### Directions for this task
Please pull out every line in the entries below that contains the string "cloud", matching case exactly.
--- Data for this exercise ---
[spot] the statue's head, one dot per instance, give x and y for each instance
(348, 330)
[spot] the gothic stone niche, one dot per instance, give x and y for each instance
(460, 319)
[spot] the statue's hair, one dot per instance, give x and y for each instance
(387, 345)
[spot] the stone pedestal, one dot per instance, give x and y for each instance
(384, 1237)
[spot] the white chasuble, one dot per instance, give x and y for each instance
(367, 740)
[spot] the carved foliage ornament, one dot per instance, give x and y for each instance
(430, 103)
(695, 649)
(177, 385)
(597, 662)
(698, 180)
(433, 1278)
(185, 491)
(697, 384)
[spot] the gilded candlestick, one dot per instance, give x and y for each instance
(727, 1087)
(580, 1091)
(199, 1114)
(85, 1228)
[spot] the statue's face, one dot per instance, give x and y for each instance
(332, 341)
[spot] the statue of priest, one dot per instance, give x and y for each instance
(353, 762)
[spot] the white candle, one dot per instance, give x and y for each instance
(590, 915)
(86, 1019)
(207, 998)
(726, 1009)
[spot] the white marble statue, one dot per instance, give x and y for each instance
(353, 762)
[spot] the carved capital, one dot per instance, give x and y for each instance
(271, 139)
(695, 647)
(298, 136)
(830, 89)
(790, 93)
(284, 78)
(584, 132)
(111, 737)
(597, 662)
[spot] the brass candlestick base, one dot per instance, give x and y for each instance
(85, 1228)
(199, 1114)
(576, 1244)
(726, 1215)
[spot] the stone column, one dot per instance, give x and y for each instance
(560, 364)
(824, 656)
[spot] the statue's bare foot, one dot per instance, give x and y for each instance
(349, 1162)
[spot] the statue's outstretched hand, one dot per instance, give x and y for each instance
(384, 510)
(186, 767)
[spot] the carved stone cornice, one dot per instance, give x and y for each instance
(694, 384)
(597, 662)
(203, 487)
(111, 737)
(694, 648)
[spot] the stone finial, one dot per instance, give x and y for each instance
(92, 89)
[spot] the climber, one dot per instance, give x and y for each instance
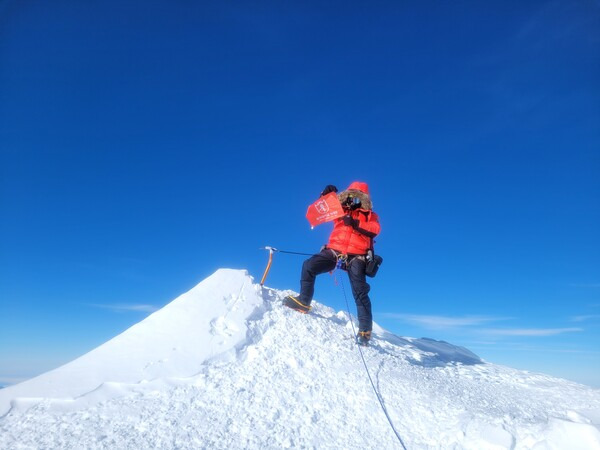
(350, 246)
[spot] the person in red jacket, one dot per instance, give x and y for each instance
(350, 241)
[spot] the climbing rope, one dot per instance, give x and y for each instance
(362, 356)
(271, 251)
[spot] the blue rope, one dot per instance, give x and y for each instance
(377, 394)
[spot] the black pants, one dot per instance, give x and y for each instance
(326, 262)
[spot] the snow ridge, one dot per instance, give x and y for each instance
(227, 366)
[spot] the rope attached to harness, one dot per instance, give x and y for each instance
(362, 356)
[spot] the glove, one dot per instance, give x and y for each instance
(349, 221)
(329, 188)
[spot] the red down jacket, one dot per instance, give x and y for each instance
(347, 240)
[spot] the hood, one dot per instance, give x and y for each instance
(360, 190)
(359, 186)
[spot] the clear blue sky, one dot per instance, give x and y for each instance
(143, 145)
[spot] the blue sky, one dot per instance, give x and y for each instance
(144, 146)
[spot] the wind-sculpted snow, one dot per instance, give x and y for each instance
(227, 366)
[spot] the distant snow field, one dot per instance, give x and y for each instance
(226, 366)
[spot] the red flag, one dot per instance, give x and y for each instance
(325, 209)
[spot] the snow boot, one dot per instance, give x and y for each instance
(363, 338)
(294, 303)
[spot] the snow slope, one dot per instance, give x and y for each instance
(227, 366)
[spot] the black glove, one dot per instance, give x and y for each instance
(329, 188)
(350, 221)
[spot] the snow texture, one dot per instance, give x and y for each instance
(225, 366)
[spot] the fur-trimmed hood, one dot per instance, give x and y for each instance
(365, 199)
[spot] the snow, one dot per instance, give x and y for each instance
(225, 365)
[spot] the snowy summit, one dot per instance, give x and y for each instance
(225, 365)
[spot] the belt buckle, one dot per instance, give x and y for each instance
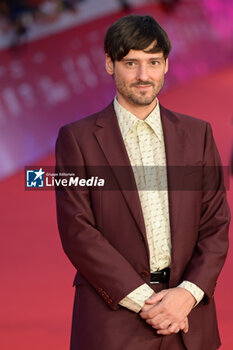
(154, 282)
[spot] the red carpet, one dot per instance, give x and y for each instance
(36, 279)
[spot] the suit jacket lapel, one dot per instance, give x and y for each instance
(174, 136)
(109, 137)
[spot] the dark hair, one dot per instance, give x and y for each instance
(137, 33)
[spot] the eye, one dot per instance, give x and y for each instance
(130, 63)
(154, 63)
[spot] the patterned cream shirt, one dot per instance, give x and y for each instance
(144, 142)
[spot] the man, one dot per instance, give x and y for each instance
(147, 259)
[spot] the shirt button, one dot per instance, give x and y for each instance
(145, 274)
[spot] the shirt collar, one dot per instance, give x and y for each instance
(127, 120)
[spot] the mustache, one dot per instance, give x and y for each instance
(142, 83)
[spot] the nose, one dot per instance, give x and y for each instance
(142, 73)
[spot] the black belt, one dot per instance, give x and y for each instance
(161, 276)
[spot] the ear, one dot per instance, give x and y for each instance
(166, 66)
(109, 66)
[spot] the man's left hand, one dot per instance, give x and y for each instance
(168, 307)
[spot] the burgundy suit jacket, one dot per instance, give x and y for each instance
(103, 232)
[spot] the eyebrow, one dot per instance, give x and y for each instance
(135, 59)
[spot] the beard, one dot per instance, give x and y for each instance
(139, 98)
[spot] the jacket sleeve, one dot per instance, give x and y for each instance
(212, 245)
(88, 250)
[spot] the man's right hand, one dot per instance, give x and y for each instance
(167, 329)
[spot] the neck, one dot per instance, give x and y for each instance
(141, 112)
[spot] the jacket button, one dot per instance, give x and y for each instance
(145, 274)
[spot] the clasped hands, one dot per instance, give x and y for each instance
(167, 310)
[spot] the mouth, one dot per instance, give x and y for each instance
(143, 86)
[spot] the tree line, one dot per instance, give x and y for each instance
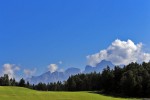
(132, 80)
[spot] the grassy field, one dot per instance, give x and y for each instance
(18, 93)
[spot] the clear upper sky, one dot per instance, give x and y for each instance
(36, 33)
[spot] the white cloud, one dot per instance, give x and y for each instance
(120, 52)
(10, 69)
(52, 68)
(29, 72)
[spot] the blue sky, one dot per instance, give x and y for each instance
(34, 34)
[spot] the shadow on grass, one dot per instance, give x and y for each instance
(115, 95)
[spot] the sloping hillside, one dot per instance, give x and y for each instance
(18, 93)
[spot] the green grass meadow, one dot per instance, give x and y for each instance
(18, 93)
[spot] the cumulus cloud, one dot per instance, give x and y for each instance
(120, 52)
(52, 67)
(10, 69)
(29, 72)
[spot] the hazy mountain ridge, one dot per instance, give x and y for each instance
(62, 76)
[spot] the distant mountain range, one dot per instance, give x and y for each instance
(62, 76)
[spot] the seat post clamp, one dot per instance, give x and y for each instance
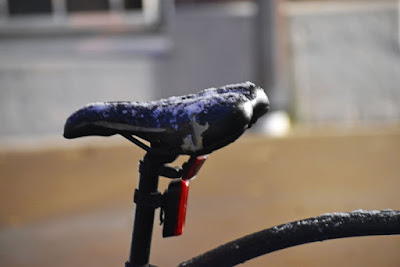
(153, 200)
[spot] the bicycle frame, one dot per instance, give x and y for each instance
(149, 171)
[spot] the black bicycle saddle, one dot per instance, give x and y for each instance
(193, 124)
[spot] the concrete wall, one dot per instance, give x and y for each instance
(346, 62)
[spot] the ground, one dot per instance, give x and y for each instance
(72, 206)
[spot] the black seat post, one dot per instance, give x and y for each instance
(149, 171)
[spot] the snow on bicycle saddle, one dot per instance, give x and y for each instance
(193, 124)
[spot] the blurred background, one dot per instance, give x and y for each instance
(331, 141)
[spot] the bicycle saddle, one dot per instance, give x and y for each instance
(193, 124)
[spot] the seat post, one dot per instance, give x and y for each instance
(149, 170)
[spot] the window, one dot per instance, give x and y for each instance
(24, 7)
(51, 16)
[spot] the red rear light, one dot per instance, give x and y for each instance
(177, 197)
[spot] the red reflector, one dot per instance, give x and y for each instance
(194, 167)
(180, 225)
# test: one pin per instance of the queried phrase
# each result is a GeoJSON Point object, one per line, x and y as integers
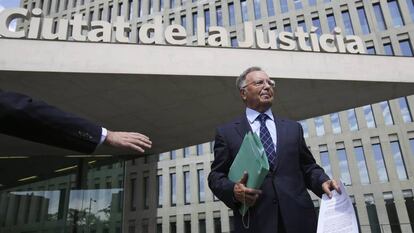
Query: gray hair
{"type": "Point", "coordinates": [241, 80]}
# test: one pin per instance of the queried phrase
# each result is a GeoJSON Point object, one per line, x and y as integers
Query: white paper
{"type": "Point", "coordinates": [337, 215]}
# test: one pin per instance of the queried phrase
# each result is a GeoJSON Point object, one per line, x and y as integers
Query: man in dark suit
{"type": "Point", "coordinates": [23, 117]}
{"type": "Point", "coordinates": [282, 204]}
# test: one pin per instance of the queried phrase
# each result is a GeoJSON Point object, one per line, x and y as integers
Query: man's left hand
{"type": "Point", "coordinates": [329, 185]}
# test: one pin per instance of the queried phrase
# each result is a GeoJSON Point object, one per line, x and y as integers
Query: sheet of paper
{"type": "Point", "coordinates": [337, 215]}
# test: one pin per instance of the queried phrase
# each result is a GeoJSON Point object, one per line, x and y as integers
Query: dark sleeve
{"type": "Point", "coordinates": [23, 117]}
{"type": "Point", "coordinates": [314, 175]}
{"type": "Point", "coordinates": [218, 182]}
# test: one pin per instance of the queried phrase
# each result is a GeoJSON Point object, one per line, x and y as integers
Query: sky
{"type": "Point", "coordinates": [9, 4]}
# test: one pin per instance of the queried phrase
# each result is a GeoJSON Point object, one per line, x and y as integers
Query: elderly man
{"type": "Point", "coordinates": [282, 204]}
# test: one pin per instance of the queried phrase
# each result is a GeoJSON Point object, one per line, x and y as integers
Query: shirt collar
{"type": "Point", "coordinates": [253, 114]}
---
### Correct answer
[spot] the white cloud, one dot per instance, give x and y for each instance
[spot] the cumulus cloud, one dot per instance, give x and y for each instance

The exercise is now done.